Exercise: Please return every line of the entries below that contains the word "black".

Labeled-object pointing entries:
:::
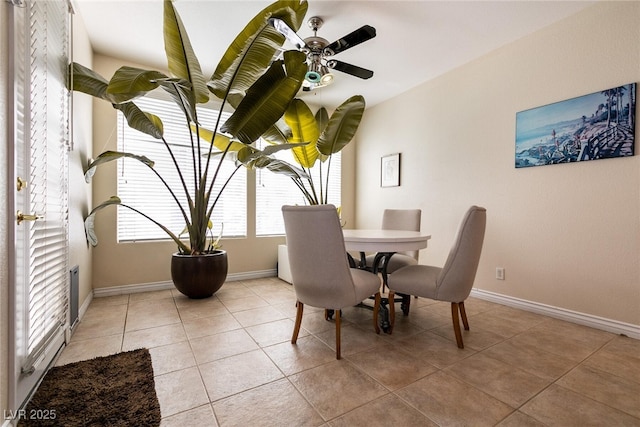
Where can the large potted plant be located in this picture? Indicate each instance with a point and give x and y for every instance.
(249, 80)
(313, 139)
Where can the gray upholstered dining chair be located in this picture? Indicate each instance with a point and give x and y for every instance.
(399, 219)
(453, 281)
(319, 267)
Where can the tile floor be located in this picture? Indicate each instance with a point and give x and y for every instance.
(227, 361)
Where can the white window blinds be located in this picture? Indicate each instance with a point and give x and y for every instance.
(275, 190)
(141, 189)
(41, 107)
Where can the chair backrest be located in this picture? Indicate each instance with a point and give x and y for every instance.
(402, 219)
(317, 256)
(456, 278)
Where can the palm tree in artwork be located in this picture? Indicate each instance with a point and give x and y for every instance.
(609, 93)
(632, 105)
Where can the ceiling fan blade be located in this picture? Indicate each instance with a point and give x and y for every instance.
(362, 34)
(354, 70)
(286, 31)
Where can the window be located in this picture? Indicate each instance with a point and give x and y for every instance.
(141, 189)
(274, 190)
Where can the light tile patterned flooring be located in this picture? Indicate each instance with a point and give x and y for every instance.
(228, 360)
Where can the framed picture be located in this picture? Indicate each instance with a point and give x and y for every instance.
(600, 125)
(390, 170)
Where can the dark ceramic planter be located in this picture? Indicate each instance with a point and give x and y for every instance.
(199, 276)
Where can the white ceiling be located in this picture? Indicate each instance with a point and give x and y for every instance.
(416, 40)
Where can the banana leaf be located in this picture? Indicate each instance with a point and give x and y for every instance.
(128, 83)
(109, 156)
(88, 81)
(254, 48)
(268, 98)
(304, 128)
(342, 126)
(182, 60)
(139, 120)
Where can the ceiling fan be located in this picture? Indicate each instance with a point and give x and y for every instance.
(320, 52)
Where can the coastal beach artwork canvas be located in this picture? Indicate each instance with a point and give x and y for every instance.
(600, 125)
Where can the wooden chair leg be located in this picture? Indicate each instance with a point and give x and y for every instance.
(463, 313)
(338, 315)
(456, 324)
(296, 328)
(392, 311)
(376, 311)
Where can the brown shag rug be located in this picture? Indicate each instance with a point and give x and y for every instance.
(116, 390)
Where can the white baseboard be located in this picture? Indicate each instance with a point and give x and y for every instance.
(159, 286)
(609, 325)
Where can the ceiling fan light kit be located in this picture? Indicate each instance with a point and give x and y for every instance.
(319, 52)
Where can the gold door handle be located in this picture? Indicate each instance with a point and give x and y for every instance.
(22, 217)
(21, 183)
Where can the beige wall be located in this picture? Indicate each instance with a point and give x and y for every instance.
(4, 214)
(567, 235)
(117, 264)
(79, 191)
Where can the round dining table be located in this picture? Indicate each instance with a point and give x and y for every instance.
(384, 243)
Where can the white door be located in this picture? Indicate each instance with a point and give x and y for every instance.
(39, 273)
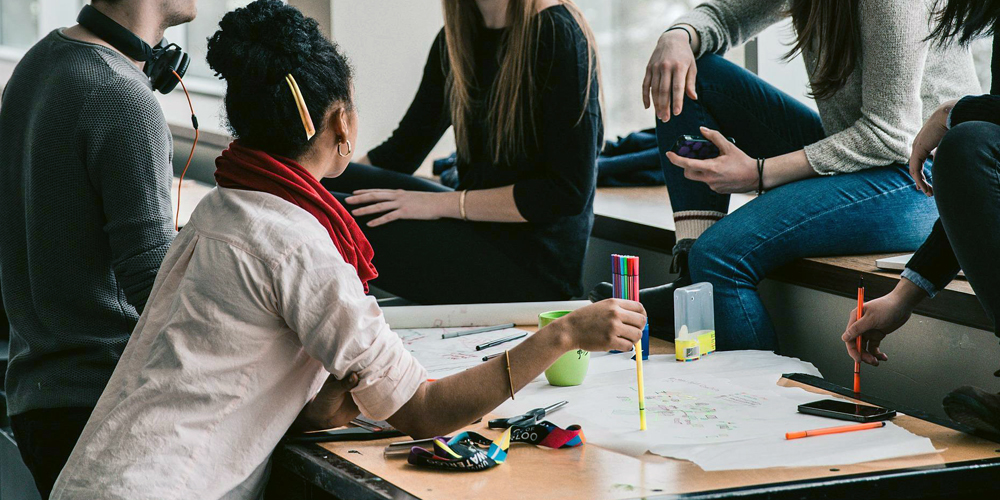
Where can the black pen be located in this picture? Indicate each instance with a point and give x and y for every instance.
(497, 342)
(491, 356)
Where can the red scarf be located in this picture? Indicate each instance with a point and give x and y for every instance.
(240, 167)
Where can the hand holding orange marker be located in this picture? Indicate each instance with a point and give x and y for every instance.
(861, 311)
(834, 430)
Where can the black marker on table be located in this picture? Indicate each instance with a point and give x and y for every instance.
(494, 343)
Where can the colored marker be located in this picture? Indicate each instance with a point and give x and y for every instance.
(861, 309)
(834, 430)
(494, 343)
(477, 330)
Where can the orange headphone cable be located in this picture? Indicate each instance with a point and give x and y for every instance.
(197, 133)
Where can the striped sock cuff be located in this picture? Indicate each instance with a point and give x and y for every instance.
(690, 224)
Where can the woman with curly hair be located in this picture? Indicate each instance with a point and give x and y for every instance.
(261, 298)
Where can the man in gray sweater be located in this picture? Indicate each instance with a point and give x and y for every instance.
(85, 173)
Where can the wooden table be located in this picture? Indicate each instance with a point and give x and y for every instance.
(357, 470)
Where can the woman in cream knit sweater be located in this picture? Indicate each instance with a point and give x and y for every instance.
(830, 183)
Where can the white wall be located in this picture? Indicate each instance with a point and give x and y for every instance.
(387, 43)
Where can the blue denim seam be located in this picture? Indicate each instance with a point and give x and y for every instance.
(748, 252)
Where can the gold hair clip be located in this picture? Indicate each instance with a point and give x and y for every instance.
(301, 104)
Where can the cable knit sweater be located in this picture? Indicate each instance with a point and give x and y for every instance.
(899, 80)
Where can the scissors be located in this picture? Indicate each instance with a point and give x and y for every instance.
(527, 418)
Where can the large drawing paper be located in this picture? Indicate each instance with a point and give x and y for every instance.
(462, 315)
(722, 412)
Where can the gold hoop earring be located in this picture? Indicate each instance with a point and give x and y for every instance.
(350, 149)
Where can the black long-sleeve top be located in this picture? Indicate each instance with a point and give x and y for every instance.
(554, 181)
(935, 265)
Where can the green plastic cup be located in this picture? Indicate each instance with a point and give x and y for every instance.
(571, 368)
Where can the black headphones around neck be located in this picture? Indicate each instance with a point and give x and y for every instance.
(161, 61)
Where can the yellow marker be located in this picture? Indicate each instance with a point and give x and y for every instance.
(687, 349)
(706, 341)
(642, 392)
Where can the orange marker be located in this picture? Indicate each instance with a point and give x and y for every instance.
(861, 311)
(834, 430)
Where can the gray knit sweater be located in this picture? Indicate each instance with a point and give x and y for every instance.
(899, 81)
(85, 217)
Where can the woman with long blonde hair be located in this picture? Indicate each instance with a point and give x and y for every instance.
(519, 82)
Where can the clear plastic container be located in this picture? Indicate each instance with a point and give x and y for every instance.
(694, 322)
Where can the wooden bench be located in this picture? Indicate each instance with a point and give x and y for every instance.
(641, 216)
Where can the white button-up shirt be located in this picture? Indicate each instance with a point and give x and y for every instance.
(251, 310)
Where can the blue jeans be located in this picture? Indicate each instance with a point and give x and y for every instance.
(873, 211)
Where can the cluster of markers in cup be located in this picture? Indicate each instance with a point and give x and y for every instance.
(694, 322)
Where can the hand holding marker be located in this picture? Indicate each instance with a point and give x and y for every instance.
(625, 280)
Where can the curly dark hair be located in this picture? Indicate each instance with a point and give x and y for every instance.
(965, 20)
(255, 47)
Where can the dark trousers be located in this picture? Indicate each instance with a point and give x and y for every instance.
(45, 438)
(967, 190)
(443, 261)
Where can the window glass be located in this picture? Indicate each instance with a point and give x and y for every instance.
(19, 23)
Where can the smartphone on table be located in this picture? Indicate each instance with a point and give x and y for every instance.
(843, 410)
(697, 147)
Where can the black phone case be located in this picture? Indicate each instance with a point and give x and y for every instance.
(819, 412)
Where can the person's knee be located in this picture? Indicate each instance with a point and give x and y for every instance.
(711, 66)
(967, 152)
(710, 260)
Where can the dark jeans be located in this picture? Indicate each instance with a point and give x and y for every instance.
(967, 191)
(45, 438)
(873, 211)
(443, 261)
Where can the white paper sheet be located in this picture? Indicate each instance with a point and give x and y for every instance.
(519, 313)
(722, 412)
(443, 357)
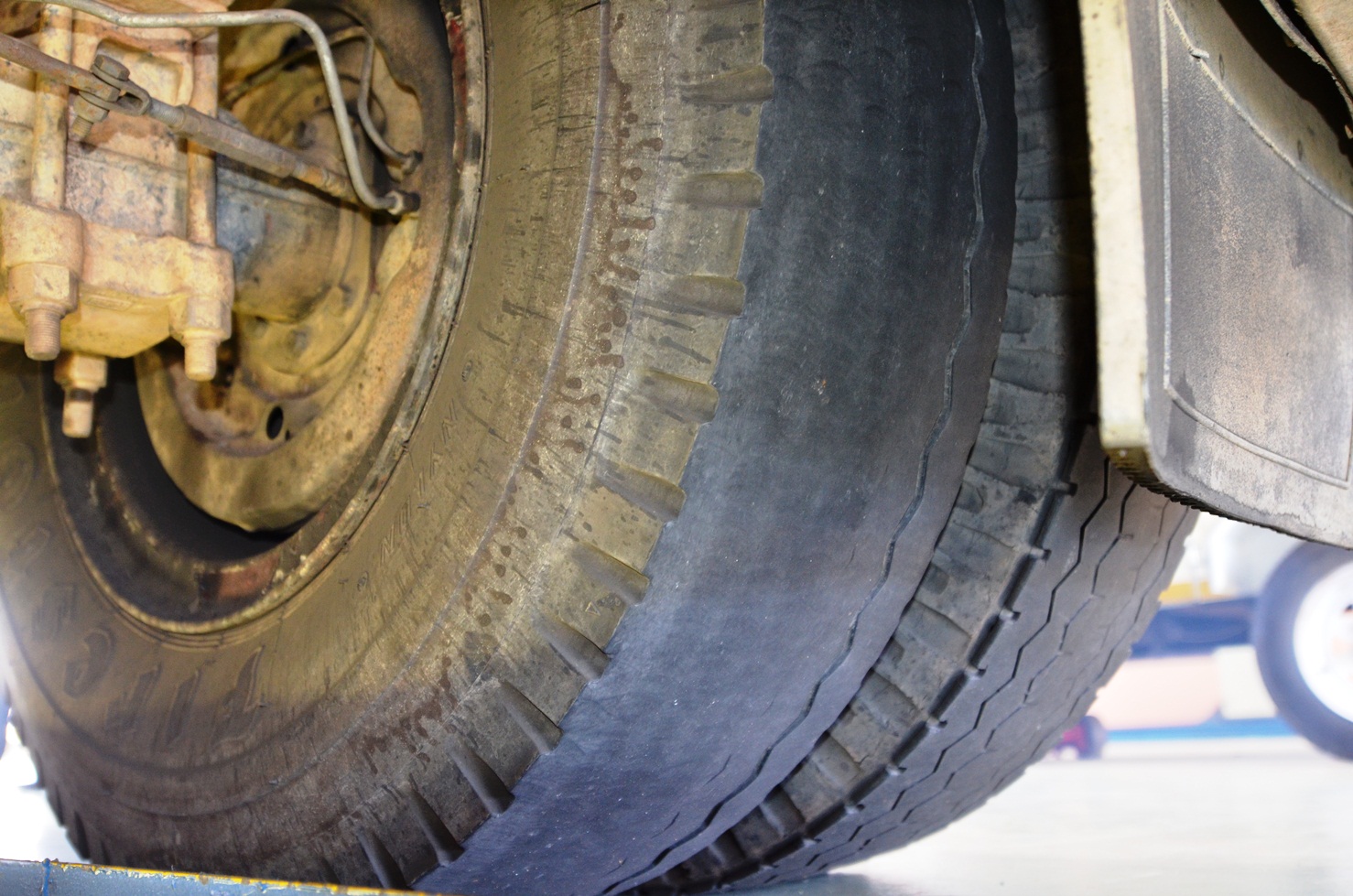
:::
Solution:
Where can the black pen be located in this picture? Indicate each instance with a point and give x and y for every instance.
Where can the black marker on table be located in this picture? Indicate each instance with a point and give x and y for every instance.
Where can the black long-sleeve top be located in this picture? Indicate each instance with a point and give x and y for every instance.
Where can the black headphones around neck be located in this picture? Indicate each instance with a point and give x and y for every instance.
Where can the black phone case be located in this picture? Indicate each instance with a point and give x and y for every instance.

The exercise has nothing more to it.